> **What is required**:
For the records below, reproduce exactly the line that contains "When the pointer" and all subsequent lines, with nothing left out and nothing added.

> **Task input**:

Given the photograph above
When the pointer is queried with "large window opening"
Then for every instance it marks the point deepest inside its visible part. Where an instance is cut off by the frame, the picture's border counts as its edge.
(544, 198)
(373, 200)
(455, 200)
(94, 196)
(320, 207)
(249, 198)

> **Exercise output**:
When the pointer is queried with "large window opening"
Then for every instance it marks the point deepest inside its visible part. Where an instance is cut off by the frame, the picture's border counts as its edge.
(544, 198)
(373, 200)
(455, 200)
(94, 196)
(320, 207)
(249, 198)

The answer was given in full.